Extract to read:
━━━━

Housing

Biden faces decision time on eviction moratorium

President Biden must decide by Wednesday whether to extend a federal eviction ban as his administration races to send out billions in housing aid to millions of Americans struggling to afford rent.

An eviction moratorium imposed by the Centers for Disease Control and Prevention (CDC) in September is set to expire at the end of the month and is teetering on shaky legal ground after losses in federal court.

Even with an accelerating vaccination campaign, COVID-19 cases are delaying a return to normal economic life and prolonging the recovery for vulnerable households.

More than 10 million Americans are facing housing insecurity, 5.4 million expect to face eviction or foreclosure soon, and more than 78 million said they’re having trouble covering basic expenses, according to a Census Bureau survey conducted earlier this month.

With the U.S. still months away from containing the pandemic, Democratic lawmakers and housing advocates are pushing Biden and the CDC to extend the eviction moratorium.

“The Biden administration should extend the moratorium for the duration of the pandemic. Evictions put lives at risk and undermine our public health. There’s a clear connection between evictions and the spread of COVID and deaths, as a result,” said Diane Yentel, president of the National Low Income Housing Coalition.

The White House referred questions about the future of the eviction ban to the CDC, which did not respond to a request for comment.

Despite the administration’s silence, supporters of the eviction ban say they expect Biden, who extended the moratorium through March shortly after taking office, to extend it again.

“The health reasons for the moratorium absolutely still apply,” said David Dworkin, president and CEO of the National Housing Conference. “I cannot imagine a scenario where the president and the CDC do not extend the moratorium past March 31.”

━━━━

Supplied material:
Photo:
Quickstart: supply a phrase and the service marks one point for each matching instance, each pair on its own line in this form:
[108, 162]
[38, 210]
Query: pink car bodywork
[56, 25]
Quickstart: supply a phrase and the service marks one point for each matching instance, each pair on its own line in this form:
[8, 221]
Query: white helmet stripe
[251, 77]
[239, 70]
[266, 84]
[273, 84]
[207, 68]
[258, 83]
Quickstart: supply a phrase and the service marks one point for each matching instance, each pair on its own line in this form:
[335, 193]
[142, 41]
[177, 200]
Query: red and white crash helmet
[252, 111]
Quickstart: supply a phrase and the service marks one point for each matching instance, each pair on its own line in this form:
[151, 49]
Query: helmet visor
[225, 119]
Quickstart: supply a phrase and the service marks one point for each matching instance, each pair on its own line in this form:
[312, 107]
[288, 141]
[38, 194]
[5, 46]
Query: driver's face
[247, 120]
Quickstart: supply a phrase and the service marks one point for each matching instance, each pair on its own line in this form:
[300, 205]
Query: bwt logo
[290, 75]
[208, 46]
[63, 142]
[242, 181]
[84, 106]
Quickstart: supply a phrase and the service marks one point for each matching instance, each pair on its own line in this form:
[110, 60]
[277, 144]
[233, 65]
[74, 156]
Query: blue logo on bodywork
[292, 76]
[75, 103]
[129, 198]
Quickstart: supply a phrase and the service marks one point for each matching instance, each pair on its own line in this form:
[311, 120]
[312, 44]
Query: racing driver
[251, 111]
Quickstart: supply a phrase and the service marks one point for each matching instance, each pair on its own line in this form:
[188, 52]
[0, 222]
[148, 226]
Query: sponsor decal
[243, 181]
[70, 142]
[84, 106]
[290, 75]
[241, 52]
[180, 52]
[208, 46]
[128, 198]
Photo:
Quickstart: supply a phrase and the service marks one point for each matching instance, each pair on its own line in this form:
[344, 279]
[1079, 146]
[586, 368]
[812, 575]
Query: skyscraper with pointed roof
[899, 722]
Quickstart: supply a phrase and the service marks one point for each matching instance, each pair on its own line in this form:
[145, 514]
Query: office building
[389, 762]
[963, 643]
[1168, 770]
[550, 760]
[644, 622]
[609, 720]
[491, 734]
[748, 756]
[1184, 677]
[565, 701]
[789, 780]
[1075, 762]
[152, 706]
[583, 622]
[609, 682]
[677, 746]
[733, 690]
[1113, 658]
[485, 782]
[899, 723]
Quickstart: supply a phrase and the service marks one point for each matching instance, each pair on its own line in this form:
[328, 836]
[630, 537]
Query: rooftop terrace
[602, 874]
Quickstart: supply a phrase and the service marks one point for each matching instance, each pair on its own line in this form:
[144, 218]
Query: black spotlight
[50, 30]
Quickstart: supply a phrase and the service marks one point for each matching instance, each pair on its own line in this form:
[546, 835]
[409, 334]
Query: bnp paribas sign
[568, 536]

━━━━

Problem to work on:
Continue the news article about Biden's decision on the eviction moratorium from the point where it stops.

Answer to the problem:
The CDC in September prohibited evictions of renters — individuals who expected to make less than $99,000 in 2020 and joint-filing couples looking at less than $198,000 — if they failed to pay rent due to a pandemic-related job loss or expense. Though the ban has suffered some legal setbacks, housing advocates say the CDC’s order likely prevented millions of families from losing their homes.

“Between 11 million and 30 million households have been protected from eviction for nonpayment of rent. The positive impact this has had on families across America, as they have been able to maintain a home during the pandemic, can hardly be calculated,” wrote Brooks Rainwater, senior executive of the Center for City Solutions at the National League of Cities, in a Friday email.

Even so, another extension from Biden could be curtailed in federal court after judges in Ohio and Texas ruled the Trump-era order unconstitutional.

The CDC acted under a 1944 law giving federal health officials broad power to take whatever measures they deem “necessary” to stop the interstate spread of infectious diseases. That statute, however, says nothing explicit about housing or contracts and lists only basic health and sanitation practices.

“One federal agency cannot be just assuming the power to control evictions in the entire country,” said Steve Simpson, senior attorney at the Pacific Legal Foundation, a conservative nonprofit representing a group of landlords suing the CDC to repeal the ban.

“The statute in our view just doesn’t give the CDC the authority to do that,” he added.

Simpson’s clients secured a victory earlier this month when a federal judge in Ohio ruled the CDC eviction ban unconstitutional. A federal judge in Texas ruled against the ban in February, raising questions about its legal future.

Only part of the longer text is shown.